Stored data entries:

****************************************

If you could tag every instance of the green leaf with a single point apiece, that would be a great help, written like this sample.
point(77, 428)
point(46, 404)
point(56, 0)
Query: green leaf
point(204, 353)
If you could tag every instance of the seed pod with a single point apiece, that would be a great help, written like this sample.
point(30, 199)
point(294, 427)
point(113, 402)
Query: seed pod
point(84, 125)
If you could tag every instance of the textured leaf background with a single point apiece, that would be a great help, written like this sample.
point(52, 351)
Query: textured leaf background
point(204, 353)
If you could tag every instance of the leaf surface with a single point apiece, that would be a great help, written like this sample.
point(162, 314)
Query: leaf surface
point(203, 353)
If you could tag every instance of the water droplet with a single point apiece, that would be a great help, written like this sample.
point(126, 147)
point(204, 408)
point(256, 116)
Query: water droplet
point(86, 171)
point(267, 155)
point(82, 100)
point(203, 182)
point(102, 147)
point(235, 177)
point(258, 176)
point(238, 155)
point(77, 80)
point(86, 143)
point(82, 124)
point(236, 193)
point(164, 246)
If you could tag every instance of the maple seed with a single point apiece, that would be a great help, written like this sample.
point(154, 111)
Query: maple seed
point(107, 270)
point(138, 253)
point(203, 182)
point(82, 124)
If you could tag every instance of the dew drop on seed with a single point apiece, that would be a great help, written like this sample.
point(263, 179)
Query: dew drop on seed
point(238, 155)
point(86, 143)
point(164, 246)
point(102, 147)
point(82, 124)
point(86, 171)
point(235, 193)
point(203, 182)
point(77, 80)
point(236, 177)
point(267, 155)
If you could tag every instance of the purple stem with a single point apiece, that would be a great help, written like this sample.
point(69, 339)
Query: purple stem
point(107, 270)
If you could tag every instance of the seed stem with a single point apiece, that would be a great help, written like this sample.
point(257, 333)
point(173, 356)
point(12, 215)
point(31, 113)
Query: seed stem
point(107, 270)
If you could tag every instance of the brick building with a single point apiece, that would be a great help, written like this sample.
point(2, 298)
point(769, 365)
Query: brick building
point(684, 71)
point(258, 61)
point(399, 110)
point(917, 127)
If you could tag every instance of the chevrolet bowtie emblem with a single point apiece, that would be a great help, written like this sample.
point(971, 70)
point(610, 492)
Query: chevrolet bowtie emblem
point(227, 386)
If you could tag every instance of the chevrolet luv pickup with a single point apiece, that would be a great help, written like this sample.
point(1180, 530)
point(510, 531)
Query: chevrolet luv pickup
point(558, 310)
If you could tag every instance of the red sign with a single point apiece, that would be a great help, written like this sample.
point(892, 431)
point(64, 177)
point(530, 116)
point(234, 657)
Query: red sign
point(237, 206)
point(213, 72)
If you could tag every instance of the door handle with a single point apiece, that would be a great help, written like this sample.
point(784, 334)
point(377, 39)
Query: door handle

****************************************

Aim of the exercise: Please write out every record shown above exactly as it reads.

Task response:
If you could tag every instance of the green leaf with a single point apiece, that would be a great help, written like this sample.
point(77, 428)
point(46, 404)
point(56, 0)
Query: green leaf
point(204, 353)
If you could tag every instance of the seed pod with a single point apiece, that would be a great help, written like this sample.
point(30, 199)
point(294, 427)
point(113, 402)
Query: seed pod
point(84, 125)
If you could tag every instance of the textured leaf background with a single point apiece, that would be a great help, written like this sample.
point(52, 351)
Query: textured leaf background
point(204, 353)
If you could tag every instance of the leaf surface with a single point apiece, that would be a great help, written like this sample.
point(162, 314)
Query: leaf surface
point(203, 353)
If you could tag every instance of the water droplet with a single point apiece, that would be a great help, written like this sample.
point(126, 147)
point(204, 408)
point(256, 116)
Query: water droplet
point(86, 171)
point(267, 155)
point(82, 100)
point(203, 182)
point(102, 147)
point(235, 177)
point(258, 176)
point(238, 155)
point(77, 80)
point(86, 143)
point(82, 124)
point(236, 193)
point(164, 246)
If you could tag every instance of the maple seed with a single point apiece, that would be a great help, written like this sample.
point(154, 111)
Query: maple seed
point(107, 270)
point(138, 253)
point(203, 182)
point(82, 124)
If you could tag every instance of the dew drop on seed with a single point apiece, that would be a great help, written like this sample.
point(263, 179)
Query: dew drop on seed
point(238, 155)
point(86, 143)
point(164, 246)
point(102, 147)
point(82, 124)
point(86, 171)
point(235, 193)
point(203, 182)
point(77, 80)
point(236, 177)
point(267, 155)
If you could tag every instance of the purple stem with a single point apiece, that would be a great help, written like this sample.
point(69, 339)
Query: purple stem
point(107, 270)
If you could tag every instance of the seed stem with a single point apiece, that would be a great help, written like this sample.
point(257, 333)
point(173, 356)
point(12, 215)
point(31, 113)
Query: seed stem
point(107, 270)
If you could tag every instance of the brick building with a single point apiece, that would be a great help, written like this sample.
point(2, 298)
point(769, 365)
Query: brick building
point(684, 71)
point(258, 61)
point(399, 110)
point(917, 127)
If you could tag every instance of the chevrolet bowtie emblem with a single point apiece, that would be a great help, written like this sample.
point(971, 70)
point(610, 492)
Query: chevrolet bowtie emblem
point(227, 386)
If you could tag every instance of the chevrolet luv pickup with a single point apiece, that would be a great help, written like this sample.
point(1180, 530)
point(510, 531)
Query: chevrolet luv pickup
point(558, 310)
If you could tag every instance of the red sign with a single point apiece, that would be a great help, written like this sample.
point(892, 431)
point(64, 177)
point(530, 116)
point(234, 657)
Query: red sign
point(237, 206)
point(213, 72)
If you could tag every instance of the door handle with a single point apiece, that would be a great help, written like this sample.
point(784, 334)
point(377, 39)
Query: door handle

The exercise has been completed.